START
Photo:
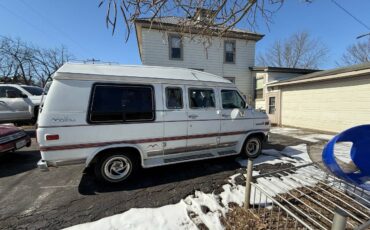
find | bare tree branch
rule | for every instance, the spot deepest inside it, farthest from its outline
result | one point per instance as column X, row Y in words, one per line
column 298, row 51
column 226, row 14
column 29, row 64
column 356, row 53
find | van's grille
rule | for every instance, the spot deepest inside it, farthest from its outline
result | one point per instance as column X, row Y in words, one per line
column 12, row 137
END
### Problem requirements
Without the pictures, restate all the entries above exactly.

### Finished task
Photo:
find | bare tree branch
rule | for every instance, the spot deepest inside it, farthest from its outline
result | one point per instance as column X, row Y in words, one per line
column 298, row 51
column 226, row 14
column 29, row 64
column 356, row 53
find | van's grille
rule | for every instance, the spot deepest inside it, farthest from its outline
result | one point per instance as column X, row Y in words, one per line
column 12, row 137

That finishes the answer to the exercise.